【稲刈り手順ガイド】準備から収穫後の作業まで一連の流れを分かりやすく解説!

- 稲刈りまでにしておくこと
- 効率的な稲刈りのためのコンバインの回り方
- 稲刈り前から終わった後までの全体の手順
「効率的な稲刈りの手順が知りたい」、「稲刈りが終わった後に何をすれば良い?」など、どうやって稲刈りを進めていけばいいのか、疑問が生まれてくると思います。
稲刈りは、初めての方にとっては大変な作業です。
しかし、適切な手順を知っていれば、スムーズに進めることが可能です。
この記事では、稲刈りの具体的な手順や稲刈り後の作業、適したタイミングを解説します。

我が家の稲刈りの方法を紹介します!
この内容がきっとあなたのお役に立つはずです!

**指示 1:** 上の稲刈りの記事から、「- 稲刈りまでにしておくこと」から「したタイミングを解説します。」までを、その語句も含めて一字一句そのまま書き写してください。
**指示 2:** 稲刈りの記事を、最後の文の後から書き進めてください。

**資料:**
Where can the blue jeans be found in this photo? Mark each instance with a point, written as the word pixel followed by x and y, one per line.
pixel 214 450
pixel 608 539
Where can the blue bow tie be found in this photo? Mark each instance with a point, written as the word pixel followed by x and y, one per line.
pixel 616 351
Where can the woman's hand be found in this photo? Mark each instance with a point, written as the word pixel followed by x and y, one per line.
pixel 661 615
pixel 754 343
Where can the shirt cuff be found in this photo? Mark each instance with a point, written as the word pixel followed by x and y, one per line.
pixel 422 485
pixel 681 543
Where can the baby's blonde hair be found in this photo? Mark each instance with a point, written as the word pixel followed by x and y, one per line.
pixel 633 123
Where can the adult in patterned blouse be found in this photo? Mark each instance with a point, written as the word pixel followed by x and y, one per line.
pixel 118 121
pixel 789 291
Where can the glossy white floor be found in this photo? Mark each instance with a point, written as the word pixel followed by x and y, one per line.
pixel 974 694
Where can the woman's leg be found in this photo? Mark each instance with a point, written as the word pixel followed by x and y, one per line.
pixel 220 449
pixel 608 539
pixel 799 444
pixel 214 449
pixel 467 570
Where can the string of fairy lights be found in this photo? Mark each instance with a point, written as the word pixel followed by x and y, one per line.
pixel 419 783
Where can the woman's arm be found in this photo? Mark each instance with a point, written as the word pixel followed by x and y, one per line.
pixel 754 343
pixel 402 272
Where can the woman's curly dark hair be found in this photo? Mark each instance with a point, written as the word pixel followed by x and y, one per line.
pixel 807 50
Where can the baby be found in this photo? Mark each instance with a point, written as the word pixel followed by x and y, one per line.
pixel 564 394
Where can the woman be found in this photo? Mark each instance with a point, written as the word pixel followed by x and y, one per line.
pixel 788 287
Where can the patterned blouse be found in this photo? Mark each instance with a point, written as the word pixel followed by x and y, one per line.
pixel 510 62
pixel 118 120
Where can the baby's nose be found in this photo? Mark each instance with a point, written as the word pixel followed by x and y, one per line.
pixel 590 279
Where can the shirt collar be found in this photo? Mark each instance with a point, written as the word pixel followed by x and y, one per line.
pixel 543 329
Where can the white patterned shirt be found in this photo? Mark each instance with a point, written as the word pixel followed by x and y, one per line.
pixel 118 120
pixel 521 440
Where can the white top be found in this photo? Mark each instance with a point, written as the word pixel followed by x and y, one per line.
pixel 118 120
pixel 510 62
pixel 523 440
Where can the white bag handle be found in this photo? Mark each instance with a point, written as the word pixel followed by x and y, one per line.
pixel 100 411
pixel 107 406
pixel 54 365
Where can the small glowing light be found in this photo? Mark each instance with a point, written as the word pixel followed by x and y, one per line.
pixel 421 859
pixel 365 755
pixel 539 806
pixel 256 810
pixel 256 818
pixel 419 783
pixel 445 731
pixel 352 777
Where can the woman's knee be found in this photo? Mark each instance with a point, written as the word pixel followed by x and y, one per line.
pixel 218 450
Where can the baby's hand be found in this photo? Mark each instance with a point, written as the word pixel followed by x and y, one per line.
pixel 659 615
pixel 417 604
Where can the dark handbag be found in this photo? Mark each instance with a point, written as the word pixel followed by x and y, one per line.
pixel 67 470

**最終結果 1:**
- 稲刈りまでにしておくこと
- 効率的な稲刈りのためのコンバインの回り方
- 稲刈り前から終わった後までの全体の手順
「効率的な稲刈りの手順が知りたい」、「稲刈りが終わった後に何をすれば良い?」など、どうやって稲刈りを進めていけばいいのか、疑問が生まれてくると思います。
稲刈りは、初めての方にとっては大変な作業です。
しかし、適切な手順を知っていれば、スムーズに進めることが可能です。
この記事では、稲刈りの具体的な手順や稲刈り後の作業、適したタイミングを解説します。

**最終結果 2:**
記事を読めば、稲刈りの知識が深まり、作業をスムーズに進めることができるはずです。
それでは、いきましょう!
稲刈り前にしっかりと準備・計画

稲刈り前の準備は、作業の効率と安全を確保するために重要です。
そのため、準備や計画は手を抜くことはできません。
以下のポイントについて詳しく解説します。
- 必要な機械と道具
- 道具を整備するポイント
稲刈りに必要な機械と道具(我が家の場合)
効率的に稲刈りを進めるためには、以下の機械と道具が必要です。
- コンバイン(アーム付き)
- コンテナ
- コンテナ運搬用の軽トラック
- 鎌
- 作業服(帽子・軍手・長靴)
【乾燥機を持っている場合】
- 乾燥機
- 籾摺り(もみすり)機

我が家は乾燥機があるので、籾摺りもします!
【アーム付きコンバインとコンテナを使用】
我が家の稲刈りでは、刈り取った稲穂をコンテナに移すために、コンバインにアームが付いています。
【乾燥機の有無】
乾燥機がある場合、自宅で乾燥・籾摺りをして玄米にすることができます。
乾燥機が無い場合、稲刈り後、コンテナをJAに持っていくことで、作業は終了します。その収量と買取金額によって、収益が変わってきます。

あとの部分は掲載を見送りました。